* BEGIN EXCERPT PROVIDED *

In MARIA an interactor can be either an interaction object or an "only output" object. The first one can be one of the following types: selection, edit, control, interactive description, depending on the type of activity the user is supposed to carry out through such objects. The control object is refined into two different interactors depending on the type of activity supported (navigator: navigate between different presentations; activator: trigger the activation of a functionality). An only output interactor can be object, description, feedback, alarm, text, depending on the supposed information that the application provides to the user through this interactor.

It is worth pointing out that further refinement of each of these interactors can be done only by specifying some platform-dependent characteristics, therefore it is specified at the concrete level.

UsiXML AUI Meta-Model

UsiXML [[LVMBL04]] [[UsiXML]] is an XML-compliant markup language, which aims to describe the UI for multiple contexts of use. UsiXML adheres to MBUI by having meta-models describing different aspects of the UI. At the time of writing a new version of UsiXML is under development thanks to the support of an Eureka ITEA2 project [[UsiXML-Proj]].

The figure below depicts the current version of the UsiXML Meta-Model for AUI description (work in progress). The class AUIobject is at the top of the hierarchy representing the elements that populate an AUI Model. AUIInteractor and AUIContainer are subsumed by AUIObject. The latter defines a group of tasks that have to be presented together and may contain both AuiInteractors or other AuiContainers. An association class AuiRelationship allows to define the kind of relationship (Ordering, Hierarchy, Grouping, or Repetition) between an object and its container. AUIInteractionUnit is an aggregation of AUIObject and Behaviour specified by means of Listener, Event and Action. AuiInteractor has been splitted into DataInteractor (for UI data input/output) or TriggerInteractor (for UI command). Selection,Input and Output are data interactors. Concerning trigger interactors, Command is intended to launch any kind of action within the UI whilst Navigator allows to change the interaction unit.

UsiXML AUI Meta-Model
Abstract User Interface Meta-Model in UsiXML

CUI Models

UsiXML CUI Meta-Model

[[fig-UsiXML-cui]] is the graphical representation of the UsiXML Meta-model for the Concrete UI (work in progress). The root entity is CUIObject which has been subclassed in CUIInteractor and CUIContainer. The relationship between Interactors and Containers is captured by the 'contains' relationship and the CUIRelationship association class. It is important to note that the meta-model includes specializations for the different modalities (graphical, tactile, vocal), as a CUI Model is modality-dependent. The Style class is intended to capture all the presentational attributes for a CUI Object. This design pattern decouples the model from 'presentational vocabularies'.

UsiXML CUI Meta-Model
UsiXML CUI Meta-Model

[[fig-UsiXML-CUI-int]] depicts the hierarchy of GraphicalInteractor modelled by UsiXML. As it can be observed, the typical graphical interactors found in conventional toolkits are included.

The UsiXML meta-models presented above are still under development, thus many issues are open. For example, layout representation, bindings between the Domain Model and the AUI / CUI, model modularization and extension, etc.

* END EXCERPT PROVIDED *

• DIRECTION A:
Which lines of the listing below contain the string "blue"? Show each of them in full, and treat case as significant.

* BEGIN STORED RECORDS *

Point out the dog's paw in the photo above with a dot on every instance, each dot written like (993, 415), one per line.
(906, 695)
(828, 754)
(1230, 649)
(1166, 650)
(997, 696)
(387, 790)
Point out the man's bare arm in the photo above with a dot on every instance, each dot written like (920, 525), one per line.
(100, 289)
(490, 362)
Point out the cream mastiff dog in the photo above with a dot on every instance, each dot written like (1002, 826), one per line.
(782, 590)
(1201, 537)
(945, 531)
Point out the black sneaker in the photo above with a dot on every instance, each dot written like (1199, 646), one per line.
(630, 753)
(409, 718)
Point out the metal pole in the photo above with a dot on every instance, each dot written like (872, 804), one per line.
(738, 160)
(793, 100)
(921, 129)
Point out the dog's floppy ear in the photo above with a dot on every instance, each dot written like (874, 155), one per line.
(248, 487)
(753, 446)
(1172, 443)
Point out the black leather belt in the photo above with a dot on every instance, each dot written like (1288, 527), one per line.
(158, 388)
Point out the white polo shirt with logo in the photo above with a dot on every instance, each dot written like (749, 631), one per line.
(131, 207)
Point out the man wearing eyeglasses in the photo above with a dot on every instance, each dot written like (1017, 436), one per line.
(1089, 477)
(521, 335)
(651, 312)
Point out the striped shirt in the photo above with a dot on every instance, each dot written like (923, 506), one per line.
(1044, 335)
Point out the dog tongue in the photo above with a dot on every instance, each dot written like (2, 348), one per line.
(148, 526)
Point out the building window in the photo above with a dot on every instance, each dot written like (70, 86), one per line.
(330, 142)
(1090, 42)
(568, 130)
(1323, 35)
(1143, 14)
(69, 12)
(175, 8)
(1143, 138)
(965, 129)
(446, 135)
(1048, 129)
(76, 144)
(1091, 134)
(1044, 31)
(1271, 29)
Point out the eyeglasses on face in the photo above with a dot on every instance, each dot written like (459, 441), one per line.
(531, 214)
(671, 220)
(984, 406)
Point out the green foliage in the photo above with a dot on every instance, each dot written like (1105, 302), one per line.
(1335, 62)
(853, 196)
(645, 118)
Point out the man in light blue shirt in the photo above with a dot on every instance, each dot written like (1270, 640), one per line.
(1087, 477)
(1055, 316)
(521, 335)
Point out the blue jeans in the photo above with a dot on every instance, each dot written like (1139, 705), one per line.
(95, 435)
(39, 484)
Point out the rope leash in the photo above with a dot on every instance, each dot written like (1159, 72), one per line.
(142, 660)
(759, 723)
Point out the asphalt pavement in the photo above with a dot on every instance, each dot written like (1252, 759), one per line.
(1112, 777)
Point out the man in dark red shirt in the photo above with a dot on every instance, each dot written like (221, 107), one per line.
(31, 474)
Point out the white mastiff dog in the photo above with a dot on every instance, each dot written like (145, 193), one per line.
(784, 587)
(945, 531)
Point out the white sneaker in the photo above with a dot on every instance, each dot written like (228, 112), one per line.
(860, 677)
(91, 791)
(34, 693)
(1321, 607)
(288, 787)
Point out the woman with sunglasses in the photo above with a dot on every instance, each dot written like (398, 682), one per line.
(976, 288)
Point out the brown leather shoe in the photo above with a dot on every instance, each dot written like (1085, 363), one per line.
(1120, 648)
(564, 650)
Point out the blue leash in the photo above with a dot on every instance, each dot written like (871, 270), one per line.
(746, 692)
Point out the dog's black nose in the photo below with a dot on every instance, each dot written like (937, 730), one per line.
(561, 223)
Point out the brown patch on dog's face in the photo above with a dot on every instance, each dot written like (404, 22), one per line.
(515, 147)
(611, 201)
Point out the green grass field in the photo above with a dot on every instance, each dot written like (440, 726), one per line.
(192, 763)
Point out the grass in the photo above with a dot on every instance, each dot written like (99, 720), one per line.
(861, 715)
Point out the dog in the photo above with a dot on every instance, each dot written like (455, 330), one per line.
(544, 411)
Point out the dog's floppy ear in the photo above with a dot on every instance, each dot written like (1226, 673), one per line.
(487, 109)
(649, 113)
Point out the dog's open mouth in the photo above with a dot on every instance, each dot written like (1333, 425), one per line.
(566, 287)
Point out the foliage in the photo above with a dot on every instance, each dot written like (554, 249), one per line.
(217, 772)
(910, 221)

* END STORED RECORDS *

• DIRECTION B:
Answer these questions about the excerpt on UI meta-models above:
(i) In MARIA, what are the two interactors that the control object is refined into?
(ii) What four kinds of relationship can the AuiRelationship association class define between an object and its container?
(iii) In the UsiXML CUI Meta-Model, which class is meant to capture all the presentational attributes for a CUI Object?

• CORRECT ANSWER A:
Point out the man in light blue shirt in the photo above with a dot on every instance, each dot written like (1270, 640), one per line.
Point out the blue jeans in the photo above with a dot on every instance, each dot written like (1139, 705), one per line.
Point out the blue leash in the photo above with a dot on every instance, each dot written like (871, 270), one per line.

• CORRECT ANSWER B:
(i) Navigator and activator.
(ii) Ordering, Hierarchy, Grouping, and Repetition.
(iii) The Style class.